begin PROVIDED DATA

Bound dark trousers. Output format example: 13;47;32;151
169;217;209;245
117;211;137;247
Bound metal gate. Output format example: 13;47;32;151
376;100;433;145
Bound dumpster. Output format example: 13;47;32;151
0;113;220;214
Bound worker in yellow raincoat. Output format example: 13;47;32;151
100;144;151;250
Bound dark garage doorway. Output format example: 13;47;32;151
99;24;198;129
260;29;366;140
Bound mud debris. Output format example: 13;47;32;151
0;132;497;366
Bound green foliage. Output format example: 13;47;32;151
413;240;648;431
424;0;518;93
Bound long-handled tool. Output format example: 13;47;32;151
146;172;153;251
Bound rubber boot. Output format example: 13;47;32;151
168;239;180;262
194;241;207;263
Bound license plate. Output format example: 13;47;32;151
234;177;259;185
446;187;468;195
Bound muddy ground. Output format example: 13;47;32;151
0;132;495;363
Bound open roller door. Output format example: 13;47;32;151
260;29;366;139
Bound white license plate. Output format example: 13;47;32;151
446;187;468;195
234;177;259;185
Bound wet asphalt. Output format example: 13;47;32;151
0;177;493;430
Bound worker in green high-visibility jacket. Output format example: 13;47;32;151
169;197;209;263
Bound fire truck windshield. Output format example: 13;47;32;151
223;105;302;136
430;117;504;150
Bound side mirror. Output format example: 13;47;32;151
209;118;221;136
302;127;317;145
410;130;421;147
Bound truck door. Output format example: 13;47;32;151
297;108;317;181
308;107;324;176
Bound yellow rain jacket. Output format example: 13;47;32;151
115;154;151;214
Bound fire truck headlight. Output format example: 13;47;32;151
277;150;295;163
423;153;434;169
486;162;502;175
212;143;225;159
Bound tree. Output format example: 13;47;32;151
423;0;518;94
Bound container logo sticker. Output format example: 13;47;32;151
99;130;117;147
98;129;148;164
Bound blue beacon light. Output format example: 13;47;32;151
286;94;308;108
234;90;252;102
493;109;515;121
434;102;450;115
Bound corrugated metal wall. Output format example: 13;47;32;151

end PROVIDED DATA

▸ GIVEN TASK
Render all the records above as a Markdown table with two columns, Row and Record, giving each line its own numbered row and leaving out blank lines.

▸ THE COMPLETED TASK
| Row | Record |
|---|---|
| 1 | Bound dark trousers. Output format example: 13;47;32;151 |
| 2 | 169;217;209;245 |
| 3 | 117;211;137;247 |
| 4 | Bound metal gate. Output format example: 13;47;32;151 |
| 5 | 376;100;433;145 |
| 6 | Bound dumpster. Output format example: 13;47;32;151 |
| 7 | 0;113;220;214 |
| 8 | Bound worker in yellow raincoat. Output format example: 13;47;32;151 |
| 9 | 100;144;151;250 |
| 10 | Bound dark garage doorway. Output format example: 13;47;32;151 |
| 11 | 99;24;198;129 |
| 12 | 260;29;366;140 |
| 13 | Bound mud debris. Output format example: 13;47;32;151 |
| 14 | 0;132;497;366 |
| 15 | Bound green foliage. Output format example: 13;47;32;151 |
| 16 | 413;240;648;431 |
| 17 | 424;0;518;93 |
| 18 | Bound long-handled tool. Output format example: 13;47;32;151 |
| 19 | 146;172;153;251 |
| 20 | Bound rubber boot. Output format example: 13;47;32;151 |
| 21 | 168;239;180;262 |
| 22 | 194;241;207;263 |
| 23 | Bound license plate. Output format example: 13;47;32;151 |
| 24 | 234;177;259;185 |
| 25 | 446;187;468;195 |
| 26 | Bound muddy ground. Output format example: 13;47;32;151 |
| 27 | 0;132;495;363 |
| 28 | Bound open roller door. Output format example: 13;47;32;151 |
| 29 | 260;29;366;139 |
| 30 | Bound white license plate. Output format example: 13;47;32;151 |
| 31 | 446;187;468;195 |
| 32 | 234;177;259;185 |
| 33 | Bound wet asphalt. Output format example: 13;47;32;151 |
| 34 | 0;177;493;430 |
| 35 | Bound worker in green high-visibility jacket. Output format example: 13;47;32;151 |
| 36 | 169;197;209;263 |
| 37 | Bound fire truck windshield. Output format example: 13;47;32;151 |
| 38 | 223;105;302;136 |
| 39 | 430;117;504;150 |
| 40 | Bound side mirror. Output format example: 13;47;32;151 |
| 41 | 209;118;221;136 |
| 42 | 302;127;317;145 |
| 43 | 410;130;421;147 |
| 44 | Bound truck door. Output format example: 13;47;32;151 |
| 45 | 297;108;317;181 |
| 46 | 308;107;324;176 |
| 47 | Bound yellow rain jacket. Output format example: 13;47;32;151 |
| 48 | 115;154;151;214 |
| 49 | Bound fire truck headlight. Output format example: 13;47;32;151 |
| 50 | 277;150;295;163 |
| 51 | 423;153;434;169 |
| 52 | 486;162;502;175 |
| 53 | 212;143;225;159 |
| 54 | Bound tree. Output format example: 13;47;32;151 |
| 55 | 423;0;518;94 |
| 56 | Bound container logo sticker. Output format example: 13;47;32;151 |
| 57 | 99;130;117;147 |
| 58 | 98;129;148;164 |
| 59 | Bound blue beacon light. Output format example: 13;47;32;151 |
| 60 | 286;94;308;108 |
| 61 | 234;90;252;102 |
| 62 | 493;109;515;121 |
| 63 | 434;102;450;115 |
| 64 | Bound corrugated metal wall. Output format example: 13;47;32;151 |